INSTRUCTIONS TO FOLLOW: Only the text of the entries below should appear in your exact transcription; leave out every picture.

◇ ◇ ◇

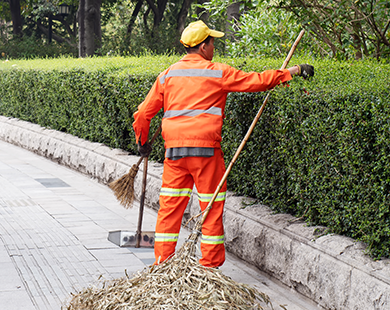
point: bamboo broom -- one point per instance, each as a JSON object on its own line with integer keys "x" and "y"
{"x": 123, "y": 187}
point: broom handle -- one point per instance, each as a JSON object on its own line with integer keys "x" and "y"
{"x": 250, "y": 130}
{"x": 151, "y": 142}
{"x": 141, "y": 204}
{"x": 143, "y": 193}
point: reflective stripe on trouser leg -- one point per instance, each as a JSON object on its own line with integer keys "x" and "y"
{"x": 174, "y": 196}
{"x": 207, "y": 180}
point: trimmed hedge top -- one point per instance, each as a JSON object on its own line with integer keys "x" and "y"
{"x": 321, "y": 149}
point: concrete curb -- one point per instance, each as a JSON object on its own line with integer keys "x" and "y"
{"x": 329, "y": 269}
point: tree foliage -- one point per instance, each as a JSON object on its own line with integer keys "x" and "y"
{"x": 347, "y": 27}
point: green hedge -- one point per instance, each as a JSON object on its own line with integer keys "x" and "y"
{"x": 322, "y": 155}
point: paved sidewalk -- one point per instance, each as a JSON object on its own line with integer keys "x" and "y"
{"x": 54, "y": 224}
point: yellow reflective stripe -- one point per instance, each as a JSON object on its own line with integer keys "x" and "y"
{"x": 158, "y": 237}
{"x": 175, "y": 192}
{"x": 213, "y": 239}
{"x": 207, "y": 197}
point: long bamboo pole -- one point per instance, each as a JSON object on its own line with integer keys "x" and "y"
{"x": 243, "y": 142}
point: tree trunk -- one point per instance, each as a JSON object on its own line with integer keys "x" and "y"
{"x": 201, "y": 12}
{"x": 181, "y": 19}
{"x": 16, "y": 17}
{"x": 233, "y": 16}
{"x": 93, "y": 31}
{"x": 90, "y": 34}
{"x": 81, "y": 20}
{"x": 134, "y": 17}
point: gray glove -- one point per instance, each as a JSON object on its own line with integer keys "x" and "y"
{"x": 144, "y": 150}
{"x": 306, "y": 71}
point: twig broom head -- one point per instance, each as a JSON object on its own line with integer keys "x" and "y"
{"x": 123, "y": 188}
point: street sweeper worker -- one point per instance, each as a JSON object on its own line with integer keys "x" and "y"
{"x": 193, "y": 94}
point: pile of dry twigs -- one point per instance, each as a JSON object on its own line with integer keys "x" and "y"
{"x": 179, "y": 283}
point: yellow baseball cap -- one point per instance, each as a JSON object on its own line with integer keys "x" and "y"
{"x": 196, "y": 33}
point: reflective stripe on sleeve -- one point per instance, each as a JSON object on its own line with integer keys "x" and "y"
{"x": 158, "y": 237}
{"x": 175, "y": 192}
{"x": 192, "y": 73}
{"x": 212, "y": 239}
{"x": 192, "y": 113}
{"x": 207, "y": 197}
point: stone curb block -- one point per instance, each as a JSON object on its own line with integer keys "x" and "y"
{"x": 331, "y": 270}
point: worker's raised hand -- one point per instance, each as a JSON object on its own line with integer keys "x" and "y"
{"x": 144, "y": 150}
{"x": 305, "y": 71}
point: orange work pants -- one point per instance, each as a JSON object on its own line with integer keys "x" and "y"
{"x": 178, "y": 179}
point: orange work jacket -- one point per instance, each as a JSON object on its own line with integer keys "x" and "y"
{"x": 193, "y": 94}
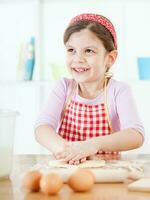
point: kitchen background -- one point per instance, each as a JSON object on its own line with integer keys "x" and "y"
{"x": 32, "y": 31}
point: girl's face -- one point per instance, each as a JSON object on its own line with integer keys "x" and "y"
{"x": 86, "y": 59}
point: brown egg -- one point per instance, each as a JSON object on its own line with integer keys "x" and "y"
{"x": 31, "y": 181}
{"x": 82, "y": 180}
{"x": 51, "y": 183}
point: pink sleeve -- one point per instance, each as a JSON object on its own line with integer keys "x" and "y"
{"x": 127, "y": 109}
{"x": 51, "y": 112}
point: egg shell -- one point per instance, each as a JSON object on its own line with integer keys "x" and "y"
{"x": 31, "y": 181}
{"x": 81, "y": 180}
{"x": 51, "y": 183}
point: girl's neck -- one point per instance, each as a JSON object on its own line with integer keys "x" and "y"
{"x": 90, "y": 90}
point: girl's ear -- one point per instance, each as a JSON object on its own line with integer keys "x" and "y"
{"x": 111, "y": 58}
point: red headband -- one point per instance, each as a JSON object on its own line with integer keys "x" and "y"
{"x": 99, "y": 19}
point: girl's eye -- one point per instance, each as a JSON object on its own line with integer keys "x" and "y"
{"x": 89, "y": 51}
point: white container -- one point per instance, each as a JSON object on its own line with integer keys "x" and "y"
{"x": 7, "y": 130}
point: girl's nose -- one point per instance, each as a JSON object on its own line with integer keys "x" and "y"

◇ ◇ ◇

TASK SOLUTION:
point: bamboo broom -- one point per instance, each as a JSON object on its own line with integer keys "x" and "y"
{"x": 123, "y": 187}
point: broom handle -- one point per instance, each as a JSON object on its own line with integer keys "x" and "y"
{"x": 250, "y": 130}
{"x": 151, "y": 142}
{"x": 141, "y": 204}
{"x": 143, "y": 193}
point: reflective stripe on trouser leg -- one point per instance, each as a JSON object on its own line with integer keys "x" and "y"
{"x": 174, "y": 196}
{"x": 207, "y": 180}
point: trimmed hedge top -- one point per instance, each as a JSON object on its own line with integer keys "x" and "y"
{"x": 321, "y": 149}
point: concrete curb -- one point per instance, each as a JSON object on its own line with integer keys "x" and "y"
{"x": 329, "y": 269}
point: tree foliage -- one point per instance, each as a JSON object on its own line with integer keys "x" and "y"
{"x": 347, "y": 27}
point: green hedge -- one point per instance, each as a JSON object on its own line with integer keys "x" and "y"
{"x": 322, "y": 155}
point: paved sidewalk -- one point per instance, each as a JSON object on its own line with integer keys "x" and "y"
{"x": 54, "y": 224}
point: yellow reflective stripe -- one point per instance, each as a JSON object on its own line with integer keys "x" and "y"
{"x": 158, "y": 237}
{"x": 175, "y": 192}
{"x": 213, "y": 239}
{"x": 207, "y": 197}
point: long bamboo pole -- one point per instance, each as a JSON object on its own line with integer keys "x" and "y"
{"x": 243, "y": 142}
point: tree trunk -- one point per instance, each as a JSON object on its own line with integer keys "x" and "y"
{"x": 201, "y": 12}
{"x": 181, "y": 19}
{"x": 16, "y": 17}
{"x": 233, "y": 16}
{"x": 93, "y": 31}
{"x": 90, "y": 34}
{"x": 81, "y": 20}
{"x": 134, "y": 17}
point: gray glove -- one point per instance, each as a JSON object on its own line with integer keys "x" and "y"
{"x": 144, "y": 150}
{"x": 306, "y": 71}
point: twig broom head -- one point per instance, each as a JSON object on its own line with integer keys "x" and "y"
{"x": 123, "y": 188}
point: street sweeper worker -- one point per instance, each as a JSON object on its own line with integer keys "x" and "y"
{"x": 193, "y": 94}
point: pile of dry twigs -- one point per instance, each as a JSON object on its own line with integer keys "x" and "y"
{"x": 179, "y": 283}
point: yellow baseball cap -- one point per instance, each as a JSON object on its own line with integer keys "x" and "y"
{"x": 196, "y": 33}
point: reflective stripe on sleeve -- one point per instance, each as a JSON object on its own line with integer keys "x" and "y"
{"x": 158, "y": 237}
{"x": 175, "y": 192}
{"x": 192, "y": 73}
{"x": 212, "y": 239}
{"x": 192, "y": 113}
{"x": 207, "y": 197}
point: stone curb block -- one point per instance, each as a JSON object on its own line with integer keys "x" and "y"
{"x": 331, "y": 270}
point: worker's raised hand -- one point per instance, each as a JSON object on its own line with integer keys "x" and "y"
{"x": 144, "y": 150}
{"x": 305, "y": 71}
point: orange work pants -- one point per instance, each as a JSON object on its own line with integer keys "x" and "y"
{"x": 178, "y": 179}
point: orange work jacket -- one point per instance, each as a JSON object on its own line with integer keys "x" and "y"
{"x": 193, "y": 94}
point: kitchen background -- one point per instance, each as a JSON object on its own line with integer keys "x" and "y"
{"x": 32, "y": 31}
point: girl's face -- one point per instance, each as a JSON object on its own line with integer keys "x" and "y"
{"x": 86, "y": 59}
point: brown egg -- one point per instance, each as a JSON object on its own line with integer keys "x" and "y"
{"x": 31, "y": 181}
{"x": 82, "y": 180}
{"x": 51, "y": 183}
point: pink sleeve -- one point per instance, each as a JSON object on its own line with integer keys "x" and "y"
{"x": 127, "y": 109}
{"x": 51, "y": 112}
point: egg shell -- one point per instance, each as a JSON object on its own line with integer keys "x" and "y"
{"x": 31, "y": 181}
{"x": 81, "y": 180}
{"x": 51, "y": 183}
point: girl's neck -- one point per instance, each as a JSON object on its own line with integer keys "x" and "y"
{"x": 90, "y": 90}
point: girl's ear -- one point per instance, each as a JSON object on its own line with integer keys "x" and "y"
{"x": 111, "y": 58}
point: red headband -- one point per instance, each as a JSON object on its own line with integer keys "x" and "y"
{"x": 99, "y": 19}
point: girl's eye -- one point per instance, each as a JSON object on its own line with integer keys "x" and "y"
{"x": 89, "y": 51}
point: white container -- one point per instance, each as a JSON object on its own line with integer keys "x" and "y"
{"x": 7, "y": 130}
point: girl's nose -- one point per instance, each as a JSON object on its own line with integer keys "x" and "y"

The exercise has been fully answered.